— BEGIN SUPPLIED RECORDS —

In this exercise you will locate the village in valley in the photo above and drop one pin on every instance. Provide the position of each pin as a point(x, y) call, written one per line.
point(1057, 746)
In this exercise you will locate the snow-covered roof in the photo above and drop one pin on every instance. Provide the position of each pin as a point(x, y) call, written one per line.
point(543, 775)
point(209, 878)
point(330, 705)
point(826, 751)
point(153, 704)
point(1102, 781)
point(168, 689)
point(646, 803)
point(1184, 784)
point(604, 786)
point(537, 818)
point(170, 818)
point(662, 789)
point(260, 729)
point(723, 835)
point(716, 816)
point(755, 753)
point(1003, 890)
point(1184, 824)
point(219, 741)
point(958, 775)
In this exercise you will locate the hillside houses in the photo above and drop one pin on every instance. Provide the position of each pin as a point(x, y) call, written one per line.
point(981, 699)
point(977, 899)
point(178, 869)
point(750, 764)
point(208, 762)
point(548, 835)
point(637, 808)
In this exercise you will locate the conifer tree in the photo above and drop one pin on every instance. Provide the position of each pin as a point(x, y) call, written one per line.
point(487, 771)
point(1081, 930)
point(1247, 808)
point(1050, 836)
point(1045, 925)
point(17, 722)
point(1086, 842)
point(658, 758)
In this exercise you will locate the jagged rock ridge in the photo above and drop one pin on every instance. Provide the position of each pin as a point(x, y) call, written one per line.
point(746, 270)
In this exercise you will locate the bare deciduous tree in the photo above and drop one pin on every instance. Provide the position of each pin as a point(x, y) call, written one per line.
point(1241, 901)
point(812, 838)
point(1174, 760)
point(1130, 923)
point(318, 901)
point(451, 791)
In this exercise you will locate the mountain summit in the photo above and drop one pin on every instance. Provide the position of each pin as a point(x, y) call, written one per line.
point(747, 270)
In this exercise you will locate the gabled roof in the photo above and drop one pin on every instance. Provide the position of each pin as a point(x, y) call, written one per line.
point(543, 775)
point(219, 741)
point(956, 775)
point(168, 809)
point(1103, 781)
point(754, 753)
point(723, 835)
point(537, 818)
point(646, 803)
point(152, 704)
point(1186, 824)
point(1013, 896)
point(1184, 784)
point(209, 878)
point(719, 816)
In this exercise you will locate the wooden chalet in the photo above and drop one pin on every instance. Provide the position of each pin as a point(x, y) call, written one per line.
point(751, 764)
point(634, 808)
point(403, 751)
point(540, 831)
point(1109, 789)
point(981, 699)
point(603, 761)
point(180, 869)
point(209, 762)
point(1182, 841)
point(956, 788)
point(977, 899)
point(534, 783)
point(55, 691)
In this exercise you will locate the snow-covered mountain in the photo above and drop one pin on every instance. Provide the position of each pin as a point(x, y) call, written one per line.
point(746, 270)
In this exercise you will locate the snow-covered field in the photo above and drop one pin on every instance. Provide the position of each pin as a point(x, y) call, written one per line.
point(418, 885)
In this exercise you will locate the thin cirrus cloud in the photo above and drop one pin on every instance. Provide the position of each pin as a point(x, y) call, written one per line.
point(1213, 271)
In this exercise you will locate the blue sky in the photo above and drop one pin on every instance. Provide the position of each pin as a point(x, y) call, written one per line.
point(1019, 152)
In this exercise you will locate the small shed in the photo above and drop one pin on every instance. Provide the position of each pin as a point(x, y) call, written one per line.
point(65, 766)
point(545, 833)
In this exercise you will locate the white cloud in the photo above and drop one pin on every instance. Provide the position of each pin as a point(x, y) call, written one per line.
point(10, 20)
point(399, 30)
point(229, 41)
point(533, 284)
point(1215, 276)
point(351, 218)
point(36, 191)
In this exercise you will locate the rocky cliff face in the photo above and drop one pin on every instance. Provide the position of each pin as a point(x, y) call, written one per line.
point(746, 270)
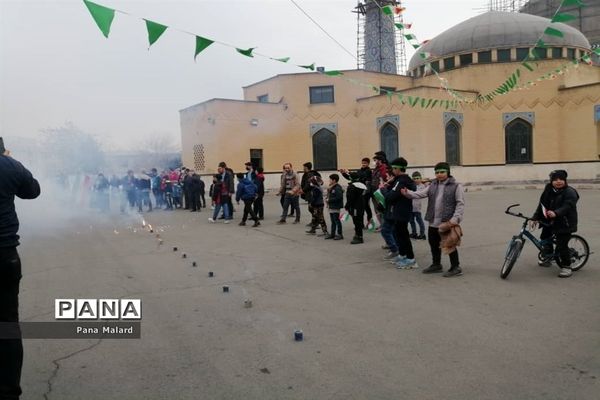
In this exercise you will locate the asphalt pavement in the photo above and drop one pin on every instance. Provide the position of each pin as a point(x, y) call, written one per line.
point(370, 331)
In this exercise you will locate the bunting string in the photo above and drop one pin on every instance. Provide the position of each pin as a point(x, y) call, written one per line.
point(104, 17)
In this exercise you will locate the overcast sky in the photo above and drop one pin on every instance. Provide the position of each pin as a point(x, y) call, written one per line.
point(56, 66)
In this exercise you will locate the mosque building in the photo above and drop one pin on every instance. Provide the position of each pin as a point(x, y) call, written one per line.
point(335, 121)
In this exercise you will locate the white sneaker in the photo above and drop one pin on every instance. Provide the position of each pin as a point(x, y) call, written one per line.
point(407, 263)
point(565, 273)
point(398, 259)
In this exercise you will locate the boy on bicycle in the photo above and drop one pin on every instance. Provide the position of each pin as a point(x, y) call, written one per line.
point(558, 210)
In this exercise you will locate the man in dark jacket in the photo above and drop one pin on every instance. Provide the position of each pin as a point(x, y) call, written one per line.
point(196, 186)
point(317, 204)
point(15, 180)
point(228, 176)
point(558, 210)
point(305, 186)
point(365, 176)
point(355, 205)
point(246, 191)
point(187, 189)
point(335, 202)
point(259, 208)
point(398, 210)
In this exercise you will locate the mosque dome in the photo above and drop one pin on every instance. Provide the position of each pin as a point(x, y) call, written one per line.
point(494, 30)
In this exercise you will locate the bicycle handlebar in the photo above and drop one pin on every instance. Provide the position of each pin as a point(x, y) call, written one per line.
point(520, 215)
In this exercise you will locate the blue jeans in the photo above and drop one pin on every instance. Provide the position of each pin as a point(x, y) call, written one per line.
point(292, 201)
point(387, 231)
point(416, 216)
point(336, 224)
point(225, 210)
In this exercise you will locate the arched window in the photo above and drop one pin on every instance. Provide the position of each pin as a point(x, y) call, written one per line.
point(325, 150)
point(389, 141)
point(518, 135)
point(453, 142)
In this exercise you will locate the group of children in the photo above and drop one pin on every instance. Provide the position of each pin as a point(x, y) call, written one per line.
point(354, 207)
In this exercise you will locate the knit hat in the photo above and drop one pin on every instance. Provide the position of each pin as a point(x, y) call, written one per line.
point(442, 165)
point(380, 155)
point(399, 162)
point(558, 174)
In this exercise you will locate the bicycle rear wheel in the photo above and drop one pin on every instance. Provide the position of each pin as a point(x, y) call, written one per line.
point(512, 253)
point(579, 251)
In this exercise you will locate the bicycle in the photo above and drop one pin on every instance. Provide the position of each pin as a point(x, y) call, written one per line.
point(578, 247)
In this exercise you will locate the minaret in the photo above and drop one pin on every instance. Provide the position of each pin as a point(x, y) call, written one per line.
point(380, 45)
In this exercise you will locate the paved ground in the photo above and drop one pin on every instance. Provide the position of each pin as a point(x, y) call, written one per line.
point(371, 331)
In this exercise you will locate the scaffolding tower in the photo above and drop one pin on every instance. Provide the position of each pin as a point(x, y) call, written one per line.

— END SUPPLIED RECORDS —

Rewrite the material starting at the line that has "In this exercise you will locate the snow-covered roof" and stopping after the line that has "point(719, 816)", keeping the request lines unchanged and scaling every x and y coordinate in the answers by 2.2, rounded to whole numbers with halves rounded up.

**CORRECT RESPONSE:**
In this exercise you will locate the snow-covered roof in the photo above and drop one pin on every instance. Provide the position of each pin as a point(x, y) call, written one per line.
point(1195, 1705)
point(460, 1932)
point(726, 1551)
point(1817, 1652)
point(337, 1549)
point(2424, 1718)
point(370, 1516)
point(1421, 1767)
point(2605, 1725)
point(1329, 1729)
point(1181, 1800)
point(374, 1800)
point(1456, 1736)
point(572, 1604)
point(1591, 1837)
point(1575, 1795)
point(1661, 1657)
point(2207, 1958)
point(2605, 1813)
point(482, 1630)
point(2108, 1705)
In this exercise you will locate the hillside houses in the photo above and drop one pin on every instance. Provide the position of each pin as a point(x, y) call, written one per line.
point(2158, 1538)
point(2149, 1978)
point(392, 1912)
point(1650, 1681)
point(458, 1676)
point(1206, 1837)
point(1401, 1778)
In this exercise you will locate the conifer tree in the photo above and drop one pin on every instance. Provide the position of each pin as a point(x, y) call, written one per line.
point(1071, 1696)
point(2378, 2046)
point(2743, 1778)
point(2310, 1839)
point(2299, 2035)
point(37, 1588)
point(2389, 1852)
point(1448, 1668)
In this exercise you will locate the jagged rock ridge in the photo above and drop one pin on every instance. Provide the position of each pin as a point(x, y) call, written one per line.
point(1641, 594)
In this exercise you will locate the bare deciduous tree in the photo above and drop one pin on every instance. Provide the position of each pin as a point(x, y) call, written one per line.
point(2730, 1982)
point(1786, 1844)
point(2583, 1672)
point(2486, 2031)
point(700, 1982)
point(992, 1740)
In this exercise you will locate the mountain summit in the photo above and drop one pin on every instance. Provide the position of each pin as a point(x, y) call, written one per line.
point(1643, 594)
In this exercise you will locate the gabled roof in the photo above and drop one pin on every instance. Provide the position of each pin as a point(x, y) call, written one per line.
point(1195, 1705)
point(482, 1630)
point(2103, 1705)
point(370, 1780)
point(2427, 1718)
point(1659, 1657)
point(1591, 1837)
point(1181, 1800)
point(1421, 1767)
point(334, 1549)
point(2609, 1813)
point(2229, 1971)
point(2605, 1725)
point(460, 1932)
point(1582, 1795)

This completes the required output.